==== Passage provided
There are three categories: Meals, Breakfast and Desserts, they get to pick 5 different items in each categories. They each take turns cooking and marking off what they have done. Once each item has been cooked 5 timed I will sign it off. We will then invite a special guest of their choice for dinner, which they will prepare all by themselves with no help from me. The girls are so excited, they are already starting to talk about who they want to invite.

 

“She ariseth also while it is yet night, and giveth meat to her household, and a portion to her maidens.” (Proverbs 31:15)

Bits

Nothing particularly interesting has been going on around these parts.
We have been happily going about the business of the day.

I thought I would share some photos I took today.

This is my little man, he is 2 1/2

I can’t believe how big he is.
Unlike a lot of people I enjoy 2 year olds, I think they are the funniest things on the plant,
and they still love their mama’s.
While I am doing school with his big sister, he likes to feel a part of the action.

Today he got his own white board, and I let him use a marker, it was a big day for punk#5!


This is my oldest.
This is my homeschool child.
This is the girl who hated to read.
This is the girl who couldn’t and wouldn’t read.
This is the girl who would cry and cry during reading time,

and this is the sweet reward for the many weeks of teaching her to love reading.

The rewards of motherhood are simple, but very sweet.
(see the doll on her chest, she loves babies and baby dolls, I love that she is able to enjoy her imagination. She wanted to know if I use to read like that when she was a little baby, and you know what? I did!)

She is a Thinker


My 9 year old is becoming quite the thinker.

Friday is my cleaning day, usually punk #1 has a hard time getting her jobs done. Friday she did really well, stayed on task and worked quickly.

After she was done she said “Mom I know why it is important for kids to clean.”

“Why,” I asked

“So when the kids grow up and have houses of their own to keep clean we will have developed good cleaning strategies.”

****

A few days ago she said to Dadzoo

“Life is a test, and repentance is like correcting the mistakes we make on our test.”

“Yes, that is exactly right,” Dadzoo said.

Then she said “Isn’t that nice of Heavenly Father to let us do that.”

Yes, it sure it

That is my 9 year old,

The Thinker.

Summer

Now that the kids are back in school I have been reflecting on this past summer. I seems to, in my mind, be divided into two distinct time periods. There is the “before the vacation” and “after the vacation”.
Before the vacation was from June until about mid July. It was wonderful. The kids were relatively well behaved, the house was kept relatively clean, chores and school work were done by 11:00 and the afternoon was free time. I really felt like I had it all together.
After the vacation was a different story. We were lazy, very unproductive, the house was messy and nobody cracked open a book. The kids were irritable and I was down right ornery. Nothing seemed to work, the days were long, tiring and tedious.

I have been mulling this over the last couple of weeks, wondering what changed. Were we just getting bored? Were we craving the structure that school created?….Structure….

…Sturcture….ah-ha

The first part of the summer I had a daily schedule. We were up at 7 and there was a plan for the morning, it included chores and some school work. Everyone (including me) knew each day what was expected. The afternoon were free times where the kids could do pretty much as they pleased (within reason). They played in the wading pool, with the bunnies, with friends. Sometime they watched movies or played on the computer. I taught them how to stitch and garden, we picked sweet peas and made daisy chains.
========
==== Stored rows
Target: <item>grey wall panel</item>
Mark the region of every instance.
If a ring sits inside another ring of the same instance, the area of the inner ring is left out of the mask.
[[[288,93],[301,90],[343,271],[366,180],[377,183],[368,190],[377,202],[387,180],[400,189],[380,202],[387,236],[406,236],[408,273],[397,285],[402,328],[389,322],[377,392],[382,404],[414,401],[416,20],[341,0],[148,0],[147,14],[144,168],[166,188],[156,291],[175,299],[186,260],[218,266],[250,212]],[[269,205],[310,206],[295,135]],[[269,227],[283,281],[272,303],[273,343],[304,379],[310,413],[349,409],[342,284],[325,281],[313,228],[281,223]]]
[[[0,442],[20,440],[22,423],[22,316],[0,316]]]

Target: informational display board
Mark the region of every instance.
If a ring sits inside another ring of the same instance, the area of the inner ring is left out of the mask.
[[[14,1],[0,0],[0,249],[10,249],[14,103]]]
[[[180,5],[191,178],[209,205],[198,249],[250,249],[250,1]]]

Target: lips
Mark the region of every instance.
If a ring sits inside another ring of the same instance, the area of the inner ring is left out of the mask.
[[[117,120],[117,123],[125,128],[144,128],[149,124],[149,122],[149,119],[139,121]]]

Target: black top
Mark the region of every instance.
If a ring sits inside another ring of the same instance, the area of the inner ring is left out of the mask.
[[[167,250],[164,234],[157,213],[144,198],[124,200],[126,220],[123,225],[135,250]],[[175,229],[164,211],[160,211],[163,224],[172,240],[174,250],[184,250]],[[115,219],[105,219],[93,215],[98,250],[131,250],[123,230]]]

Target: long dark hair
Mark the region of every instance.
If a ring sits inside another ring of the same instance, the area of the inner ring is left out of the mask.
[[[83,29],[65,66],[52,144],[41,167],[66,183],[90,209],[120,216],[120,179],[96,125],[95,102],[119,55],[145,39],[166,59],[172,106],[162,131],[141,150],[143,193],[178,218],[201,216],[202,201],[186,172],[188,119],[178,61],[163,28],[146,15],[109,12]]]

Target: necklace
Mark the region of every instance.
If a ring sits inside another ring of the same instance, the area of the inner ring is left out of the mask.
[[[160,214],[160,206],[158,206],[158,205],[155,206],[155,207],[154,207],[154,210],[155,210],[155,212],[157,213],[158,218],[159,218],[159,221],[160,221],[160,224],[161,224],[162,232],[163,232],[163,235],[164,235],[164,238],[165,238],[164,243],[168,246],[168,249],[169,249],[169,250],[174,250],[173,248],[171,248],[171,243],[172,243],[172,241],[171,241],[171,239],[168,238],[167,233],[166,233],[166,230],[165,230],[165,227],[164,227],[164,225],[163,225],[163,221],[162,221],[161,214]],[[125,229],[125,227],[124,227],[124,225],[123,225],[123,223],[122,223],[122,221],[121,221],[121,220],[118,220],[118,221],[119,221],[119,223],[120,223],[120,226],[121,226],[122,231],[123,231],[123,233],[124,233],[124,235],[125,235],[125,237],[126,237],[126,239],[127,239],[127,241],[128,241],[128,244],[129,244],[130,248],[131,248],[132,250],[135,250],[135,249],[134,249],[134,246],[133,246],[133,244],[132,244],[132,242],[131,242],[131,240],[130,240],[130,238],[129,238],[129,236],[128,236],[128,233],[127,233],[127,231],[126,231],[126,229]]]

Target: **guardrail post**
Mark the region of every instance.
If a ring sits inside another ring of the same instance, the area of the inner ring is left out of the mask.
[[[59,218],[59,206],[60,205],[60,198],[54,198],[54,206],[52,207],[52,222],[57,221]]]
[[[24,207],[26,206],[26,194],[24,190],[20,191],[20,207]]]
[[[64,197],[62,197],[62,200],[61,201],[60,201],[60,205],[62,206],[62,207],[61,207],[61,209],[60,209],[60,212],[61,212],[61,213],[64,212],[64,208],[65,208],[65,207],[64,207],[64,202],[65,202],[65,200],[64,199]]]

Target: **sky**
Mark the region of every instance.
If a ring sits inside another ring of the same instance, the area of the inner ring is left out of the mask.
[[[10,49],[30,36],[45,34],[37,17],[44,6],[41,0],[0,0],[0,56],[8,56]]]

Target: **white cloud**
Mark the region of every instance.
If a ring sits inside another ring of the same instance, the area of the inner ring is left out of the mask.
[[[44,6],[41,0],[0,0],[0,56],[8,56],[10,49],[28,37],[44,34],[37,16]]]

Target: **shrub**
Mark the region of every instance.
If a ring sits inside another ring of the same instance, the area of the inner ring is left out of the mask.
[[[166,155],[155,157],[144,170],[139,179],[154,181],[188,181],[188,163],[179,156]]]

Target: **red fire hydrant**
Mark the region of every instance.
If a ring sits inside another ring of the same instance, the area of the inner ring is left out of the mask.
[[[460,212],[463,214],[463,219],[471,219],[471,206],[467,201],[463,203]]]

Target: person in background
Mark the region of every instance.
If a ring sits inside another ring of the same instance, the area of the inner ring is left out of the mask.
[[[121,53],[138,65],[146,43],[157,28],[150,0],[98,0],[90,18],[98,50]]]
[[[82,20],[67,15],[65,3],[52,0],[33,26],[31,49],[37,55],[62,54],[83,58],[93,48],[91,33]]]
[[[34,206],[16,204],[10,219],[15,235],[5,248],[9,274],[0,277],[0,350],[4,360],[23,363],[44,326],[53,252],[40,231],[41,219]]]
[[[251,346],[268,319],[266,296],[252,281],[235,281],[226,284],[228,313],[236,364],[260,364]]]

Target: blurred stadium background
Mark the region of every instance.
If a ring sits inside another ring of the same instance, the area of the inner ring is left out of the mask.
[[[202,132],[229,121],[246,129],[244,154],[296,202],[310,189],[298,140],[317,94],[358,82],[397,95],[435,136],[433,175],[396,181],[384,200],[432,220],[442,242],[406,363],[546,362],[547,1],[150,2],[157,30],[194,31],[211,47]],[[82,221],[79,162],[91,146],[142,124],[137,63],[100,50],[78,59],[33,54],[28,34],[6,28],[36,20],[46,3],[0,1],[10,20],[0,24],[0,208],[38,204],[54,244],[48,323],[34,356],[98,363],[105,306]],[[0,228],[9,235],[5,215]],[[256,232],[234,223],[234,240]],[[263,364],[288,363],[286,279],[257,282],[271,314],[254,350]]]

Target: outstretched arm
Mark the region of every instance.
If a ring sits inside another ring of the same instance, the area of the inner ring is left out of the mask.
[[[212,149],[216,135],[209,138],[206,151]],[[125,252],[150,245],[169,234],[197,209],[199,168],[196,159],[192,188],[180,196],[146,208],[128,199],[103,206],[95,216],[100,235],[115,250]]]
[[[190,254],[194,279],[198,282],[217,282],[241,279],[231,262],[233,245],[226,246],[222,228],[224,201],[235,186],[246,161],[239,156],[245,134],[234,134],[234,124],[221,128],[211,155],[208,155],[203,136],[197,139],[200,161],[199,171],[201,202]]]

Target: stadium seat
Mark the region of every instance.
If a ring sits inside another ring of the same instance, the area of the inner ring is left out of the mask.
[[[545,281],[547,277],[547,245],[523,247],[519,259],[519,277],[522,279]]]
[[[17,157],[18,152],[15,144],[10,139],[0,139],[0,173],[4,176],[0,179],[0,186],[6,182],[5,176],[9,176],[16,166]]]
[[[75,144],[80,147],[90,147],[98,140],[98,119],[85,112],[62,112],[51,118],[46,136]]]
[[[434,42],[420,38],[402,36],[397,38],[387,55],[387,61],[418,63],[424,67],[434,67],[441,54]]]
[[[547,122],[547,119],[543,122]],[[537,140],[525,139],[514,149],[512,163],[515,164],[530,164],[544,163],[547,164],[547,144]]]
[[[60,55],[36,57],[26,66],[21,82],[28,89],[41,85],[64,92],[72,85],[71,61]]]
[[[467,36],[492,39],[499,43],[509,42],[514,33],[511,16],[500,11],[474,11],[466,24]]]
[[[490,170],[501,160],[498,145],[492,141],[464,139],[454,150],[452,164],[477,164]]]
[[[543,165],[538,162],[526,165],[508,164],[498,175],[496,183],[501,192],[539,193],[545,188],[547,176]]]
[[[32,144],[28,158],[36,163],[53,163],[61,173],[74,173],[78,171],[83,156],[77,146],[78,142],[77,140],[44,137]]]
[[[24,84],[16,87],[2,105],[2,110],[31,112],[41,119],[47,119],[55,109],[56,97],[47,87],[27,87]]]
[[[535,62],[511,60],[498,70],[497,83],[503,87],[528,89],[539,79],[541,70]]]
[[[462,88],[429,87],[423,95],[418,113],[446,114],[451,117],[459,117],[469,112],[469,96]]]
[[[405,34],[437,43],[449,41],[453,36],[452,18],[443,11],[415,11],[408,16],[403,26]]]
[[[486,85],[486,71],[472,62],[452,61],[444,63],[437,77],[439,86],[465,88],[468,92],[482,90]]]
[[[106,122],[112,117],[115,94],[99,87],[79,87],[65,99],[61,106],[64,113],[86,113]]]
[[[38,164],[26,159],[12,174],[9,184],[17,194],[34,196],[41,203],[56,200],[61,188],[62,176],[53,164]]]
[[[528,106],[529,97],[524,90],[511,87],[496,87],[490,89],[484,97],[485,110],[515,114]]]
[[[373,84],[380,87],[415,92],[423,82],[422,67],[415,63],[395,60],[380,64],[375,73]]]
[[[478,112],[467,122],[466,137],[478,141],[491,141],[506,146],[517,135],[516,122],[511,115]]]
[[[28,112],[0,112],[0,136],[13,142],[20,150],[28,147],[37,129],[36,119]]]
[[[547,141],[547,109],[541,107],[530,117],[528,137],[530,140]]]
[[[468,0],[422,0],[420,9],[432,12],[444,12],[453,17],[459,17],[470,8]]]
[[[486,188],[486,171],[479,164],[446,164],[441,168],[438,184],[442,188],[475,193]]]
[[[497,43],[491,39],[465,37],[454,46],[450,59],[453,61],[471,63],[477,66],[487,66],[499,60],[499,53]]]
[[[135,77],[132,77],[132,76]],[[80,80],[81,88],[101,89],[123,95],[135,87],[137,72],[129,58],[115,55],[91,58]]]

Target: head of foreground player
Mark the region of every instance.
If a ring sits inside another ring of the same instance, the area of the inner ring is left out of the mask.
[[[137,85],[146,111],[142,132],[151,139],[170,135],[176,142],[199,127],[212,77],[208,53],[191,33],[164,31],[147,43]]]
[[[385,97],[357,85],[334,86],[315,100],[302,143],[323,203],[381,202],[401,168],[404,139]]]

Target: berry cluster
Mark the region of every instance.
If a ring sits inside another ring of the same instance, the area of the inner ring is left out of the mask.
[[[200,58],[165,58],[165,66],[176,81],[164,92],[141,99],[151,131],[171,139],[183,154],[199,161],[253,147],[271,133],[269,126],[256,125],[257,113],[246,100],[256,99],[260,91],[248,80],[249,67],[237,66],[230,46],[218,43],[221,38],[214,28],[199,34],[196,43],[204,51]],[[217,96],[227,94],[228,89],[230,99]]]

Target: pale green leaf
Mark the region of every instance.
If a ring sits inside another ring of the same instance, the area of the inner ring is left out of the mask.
========
## Problems to solve
**a)** In the family blog post, by what time were chores and school work done before the vacation?
**b)** Reproduce the section of the family blog post that begins at the words "That is my 9" and ends after "it all together.".
**c)** Carry on writing the family blog post from its final sentence.

## Exercise results
**a)** By 11:00.

**b)**
That is my 9 year old,

The Thinker.

Summer

Now that the kids are back in school I have been reflecting on this past summer. I seems to, in my mind, be divided into two distinct time periods. There is the “before the vacation” and “after the vacation”.
Before the vacation was from June until about mid July. It was wonderful. The kids were relatively well behaved, the house was kept relatively clean, chores and school work were done by 11:00 and the afternoon was free time. I really felt like I had it all together.

**c)**
After the vacation it all fell apart. Part of the problem is that I can home really sick and it took me a good week of rest to get feeling better (ha, as much rest as you can get with 5 little ones around). I stopped making up a schedule for the day, there was no structure. The kids didn’t know what was expected, I would just give orders as I thought of them, it would be noon and the house wasn’t picked up and the breakfast dishes still on the table. They weren’t dressed and had been sitting in front of cartoons all morning. Everybody was bored, tired and irritable.

Conclusion: I am a better mother /homemaker /wife /person when I have a schedule. It keeps me on track, I am notorious for being easily distracted. I also think it helps the kids to know what to expect and what is coming next. When I do a schedule it is very detailed, sometimes down 10 minute increments of time. Also, I think that it is a good thing for everyone to have unscheduled time.

Now that the school year has started I have started up my scheduling again. So far (I know I am only a week and a half into it, but you have to start somewhere right) everyday the kids have gotten off to school on time and un-rushed. Beds have been made, house picked up and animals taken care of. I am optimistic that this will be a good foundation for a good year. I have started to schedule the evening too (after school is free time, the kids need a good couple of hours of hard-core play time!) and so far it is working, kids are to bed on time (for the most part, punk #1 is exerting some independence on this point) dishes done, homework finished and house picked up. I has worked so well so far that I pray it will continue, it makes such a difference in our home as was illustrated to me this summer.

Old Fashioned Education, Old Fashioned Life

Anyone who knows me well knows how I feel about the education of my daughters. I think that in general the art of homemaking is becoming lost. Lost in all the hustle and bustle of life, lost in the world’s idea of an ideal woman, lost to the rat race. I am making an effort to make sure my daughters are educated two fold. I want them to have all the book knowledge they can, but at the same time understanding that book smarts aren’t everything. I want my daughters to be skilled in the art of making a home, with all the little things that go into that.

I think that it is really sad that domestic arts are lost. How many people still garden and can? Sew? Cook? I am sort of a dreamer and I dream about a slower time, where life was simpler, where woman quilted together, instead of waving at each other as they drove by each other, running to the next appointment or class. I dream of late nights on a front porch talking instead of everybody in their own house watching American Idol. Of kids riding bikes and running through sprinklers, instead of being carted off to the next class or lesson.

Anyway, I didn’t mean to ramble, but I want to illustrate how important the small and simple things are. This summer we are cutting back, way back, not only with our finances, but with our commitments. I am working very hard at making simple small memories. When my girls are old and they are remembering their childhood are they going to have fond memories of two weeks of grueling dance camp, or are they going to remember making daisy chains and having picnics? Are they going to remember going to the latest and greatest water parks, or are they going to remember the afternoon spent with our feet in the cold wading pool because the power was out and we were without air conditioning? Are they going to remember the Children’s Museum or are they going to remember planting and harvesting their own veggie patch?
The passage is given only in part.